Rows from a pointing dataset

-- Begin --

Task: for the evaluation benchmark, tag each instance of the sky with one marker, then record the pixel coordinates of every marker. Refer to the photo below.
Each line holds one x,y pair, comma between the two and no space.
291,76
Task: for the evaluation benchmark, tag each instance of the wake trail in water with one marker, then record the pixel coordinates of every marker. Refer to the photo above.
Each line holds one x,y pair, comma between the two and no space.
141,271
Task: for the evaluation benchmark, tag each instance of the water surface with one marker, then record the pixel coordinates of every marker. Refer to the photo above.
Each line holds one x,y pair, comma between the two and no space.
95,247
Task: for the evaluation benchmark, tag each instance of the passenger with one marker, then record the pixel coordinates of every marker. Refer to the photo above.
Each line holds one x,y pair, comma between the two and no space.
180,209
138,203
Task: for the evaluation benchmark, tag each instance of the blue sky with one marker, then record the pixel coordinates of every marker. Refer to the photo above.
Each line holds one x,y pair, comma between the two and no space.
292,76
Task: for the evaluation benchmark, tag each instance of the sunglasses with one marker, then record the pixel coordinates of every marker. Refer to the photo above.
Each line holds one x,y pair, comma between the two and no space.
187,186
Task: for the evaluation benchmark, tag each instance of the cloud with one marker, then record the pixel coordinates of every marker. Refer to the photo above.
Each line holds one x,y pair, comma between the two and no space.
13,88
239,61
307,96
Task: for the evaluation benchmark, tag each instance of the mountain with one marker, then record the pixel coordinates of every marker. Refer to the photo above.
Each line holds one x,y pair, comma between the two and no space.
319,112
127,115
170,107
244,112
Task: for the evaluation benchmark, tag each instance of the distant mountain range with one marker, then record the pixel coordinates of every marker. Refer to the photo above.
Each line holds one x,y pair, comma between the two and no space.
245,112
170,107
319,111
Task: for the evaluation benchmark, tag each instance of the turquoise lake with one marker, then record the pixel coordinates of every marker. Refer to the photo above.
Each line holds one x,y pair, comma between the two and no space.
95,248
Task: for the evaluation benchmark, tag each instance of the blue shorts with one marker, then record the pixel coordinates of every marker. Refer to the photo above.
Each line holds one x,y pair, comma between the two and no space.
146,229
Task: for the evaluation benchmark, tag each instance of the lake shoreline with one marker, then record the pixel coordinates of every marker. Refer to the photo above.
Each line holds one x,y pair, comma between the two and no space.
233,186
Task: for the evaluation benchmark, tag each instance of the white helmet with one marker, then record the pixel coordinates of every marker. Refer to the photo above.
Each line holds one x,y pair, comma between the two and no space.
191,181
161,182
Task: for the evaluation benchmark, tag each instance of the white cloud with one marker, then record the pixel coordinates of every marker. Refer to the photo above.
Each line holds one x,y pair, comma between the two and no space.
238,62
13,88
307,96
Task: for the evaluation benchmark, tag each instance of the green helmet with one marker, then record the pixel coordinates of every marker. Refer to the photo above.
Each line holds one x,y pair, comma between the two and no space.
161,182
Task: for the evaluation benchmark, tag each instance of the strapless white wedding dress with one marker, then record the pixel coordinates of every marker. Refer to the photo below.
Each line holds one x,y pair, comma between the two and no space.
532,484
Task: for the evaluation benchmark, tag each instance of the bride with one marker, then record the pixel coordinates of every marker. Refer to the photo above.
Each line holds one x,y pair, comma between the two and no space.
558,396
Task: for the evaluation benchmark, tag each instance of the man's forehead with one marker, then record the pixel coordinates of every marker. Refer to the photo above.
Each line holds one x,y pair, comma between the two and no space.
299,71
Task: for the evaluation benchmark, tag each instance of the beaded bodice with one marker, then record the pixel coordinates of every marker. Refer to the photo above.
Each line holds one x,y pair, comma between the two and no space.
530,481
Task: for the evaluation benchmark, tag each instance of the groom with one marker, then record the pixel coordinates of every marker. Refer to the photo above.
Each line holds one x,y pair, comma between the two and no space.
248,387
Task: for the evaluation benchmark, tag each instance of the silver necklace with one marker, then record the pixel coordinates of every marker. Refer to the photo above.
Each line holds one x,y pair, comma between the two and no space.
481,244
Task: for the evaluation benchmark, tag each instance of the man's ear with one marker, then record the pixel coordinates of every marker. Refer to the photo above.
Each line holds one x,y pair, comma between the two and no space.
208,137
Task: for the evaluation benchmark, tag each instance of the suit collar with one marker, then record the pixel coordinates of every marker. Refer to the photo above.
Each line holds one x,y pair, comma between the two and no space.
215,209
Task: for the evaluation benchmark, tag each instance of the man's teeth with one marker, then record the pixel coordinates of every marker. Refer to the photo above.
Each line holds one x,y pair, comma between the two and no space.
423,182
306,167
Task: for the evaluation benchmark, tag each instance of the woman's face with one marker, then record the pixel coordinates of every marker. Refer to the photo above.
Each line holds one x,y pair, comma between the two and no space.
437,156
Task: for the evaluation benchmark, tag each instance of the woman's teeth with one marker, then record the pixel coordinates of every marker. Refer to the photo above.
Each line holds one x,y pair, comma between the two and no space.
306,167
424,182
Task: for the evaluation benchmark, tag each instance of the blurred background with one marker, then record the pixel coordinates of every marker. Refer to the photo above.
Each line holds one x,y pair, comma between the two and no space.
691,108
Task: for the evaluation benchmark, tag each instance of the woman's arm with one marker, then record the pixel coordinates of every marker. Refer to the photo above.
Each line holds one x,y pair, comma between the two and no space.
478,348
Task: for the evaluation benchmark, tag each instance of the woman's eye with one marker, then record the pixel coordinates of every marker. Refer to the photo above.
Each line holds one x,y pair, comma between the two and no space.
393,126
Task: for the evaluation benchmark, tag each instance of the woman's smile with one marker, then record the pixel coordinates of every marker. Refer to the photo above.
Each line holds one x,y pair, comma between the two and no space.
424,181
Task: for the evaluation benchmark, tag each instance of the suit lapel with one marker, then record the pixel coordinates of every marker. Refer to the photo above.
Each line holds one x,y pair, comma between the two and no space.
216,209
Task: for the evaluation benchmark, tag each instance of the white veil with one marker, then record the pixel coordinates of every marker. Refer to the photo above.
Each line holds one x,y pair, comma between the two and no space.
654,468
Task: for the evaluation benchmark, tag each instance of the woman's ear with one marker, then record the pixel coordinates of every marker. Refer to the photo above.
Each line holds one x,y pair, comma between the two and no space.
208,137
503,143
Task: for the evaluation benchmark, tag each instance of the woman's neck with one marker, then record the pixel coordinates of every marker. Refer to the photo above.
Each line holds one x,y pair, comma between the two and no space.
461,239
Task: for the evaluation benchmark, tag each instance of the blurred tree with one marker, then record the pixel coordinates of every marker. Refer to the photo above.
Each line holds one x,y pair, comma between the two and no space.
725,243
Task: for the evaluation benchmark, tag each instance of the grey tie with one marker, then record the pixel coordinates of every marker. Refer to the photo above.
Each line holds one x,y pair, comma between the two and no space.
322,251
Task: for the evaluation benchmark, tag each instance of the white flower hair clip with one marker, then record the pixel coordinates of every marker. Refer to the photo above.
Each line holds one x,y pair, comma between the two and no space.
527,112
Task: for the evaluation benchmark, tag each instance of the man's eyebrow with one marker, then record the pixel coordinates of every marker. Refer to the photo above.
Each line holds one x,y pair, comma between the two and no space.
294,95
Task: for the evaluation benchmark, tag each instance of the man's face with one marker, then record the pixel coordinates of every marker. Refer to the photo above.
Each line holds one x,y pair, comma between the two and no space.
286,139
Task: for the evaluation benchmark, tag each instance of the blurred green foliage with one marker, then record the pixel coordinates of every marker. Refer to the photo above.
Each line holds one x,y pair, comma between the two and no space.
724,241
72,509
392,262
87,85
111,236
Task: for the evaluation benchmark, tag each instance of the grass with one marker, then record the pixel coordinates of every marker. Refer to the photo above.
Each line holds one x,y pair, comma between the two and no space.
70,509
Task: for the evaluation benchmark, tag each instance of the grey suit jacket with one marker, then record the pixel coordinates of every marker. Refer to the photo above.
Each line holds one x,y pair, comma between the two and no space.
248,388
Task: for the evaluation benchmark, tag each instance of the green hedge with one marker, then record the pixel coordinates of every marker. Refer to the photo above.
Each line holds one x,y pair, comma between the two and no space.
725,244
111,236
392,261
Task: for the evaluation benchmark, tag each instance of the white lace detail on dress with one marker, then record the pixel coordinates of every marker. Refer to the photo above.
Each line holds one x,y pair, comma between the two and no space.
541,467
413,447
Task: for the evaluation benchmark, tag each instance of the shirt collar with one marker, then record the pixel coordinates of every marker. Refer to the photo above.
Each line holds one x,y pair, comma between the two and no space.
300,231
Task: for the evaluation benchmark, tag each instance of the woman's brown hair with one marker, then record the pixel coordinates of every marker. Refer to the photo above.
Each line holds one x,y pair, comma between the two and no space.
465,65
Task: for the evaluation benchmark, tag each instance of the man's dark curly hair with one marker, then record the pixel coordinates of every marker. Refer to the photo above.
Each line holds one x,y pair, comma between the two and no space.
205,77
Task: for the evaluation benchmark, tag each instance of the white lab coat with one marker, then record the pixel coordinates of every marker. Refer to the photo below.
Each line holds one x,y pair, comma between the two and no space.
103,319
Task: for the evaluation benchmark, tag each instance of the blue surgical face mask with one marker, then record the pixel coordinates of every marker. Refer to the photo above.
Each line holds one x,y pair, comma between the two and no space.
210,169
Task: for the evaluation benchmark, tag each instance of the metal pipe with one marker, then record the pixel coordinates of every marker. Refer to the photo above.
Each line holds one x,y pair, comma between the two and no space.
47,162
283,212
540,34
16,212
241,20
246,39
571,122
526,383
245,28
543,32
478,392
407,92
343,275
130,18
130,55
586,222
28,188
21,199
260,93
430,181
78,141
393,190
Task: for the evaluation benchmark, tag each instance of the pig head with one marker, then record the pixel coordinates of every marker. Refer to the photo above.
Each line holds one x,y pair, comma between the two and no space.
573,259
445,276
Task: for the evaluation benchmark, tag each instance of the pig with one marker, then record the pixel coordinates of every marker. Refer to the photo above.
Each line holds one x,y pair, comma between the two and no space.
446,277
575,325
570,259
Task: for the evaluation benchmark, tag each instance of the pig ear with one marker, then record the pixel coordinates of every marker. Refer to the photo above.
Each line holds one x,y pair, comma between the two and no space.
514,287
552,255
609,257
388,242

-- End --

**Task:** Repeat the lines from the one containing "the pig with" through the final line, changing every "tag" to "label" and keeping everything else the same.

**Response for this exercise:**
Task: for the evaluation benchmark, label each instance of the pig with one marker, then record the pixel coordinates of every marker. Refer to the photo above.
Each line holds one x,y pair, comma between the two and no space.
446,277
575,325
570,259
Task: for the evaluation benchmark, label each instance of the pig ear with one marker, then record the pixel coordinates of every marker. Refer to the photo above.
Each line holds one x,y pair, comma between the two and no space.
514,287
552,255
609,257
388,242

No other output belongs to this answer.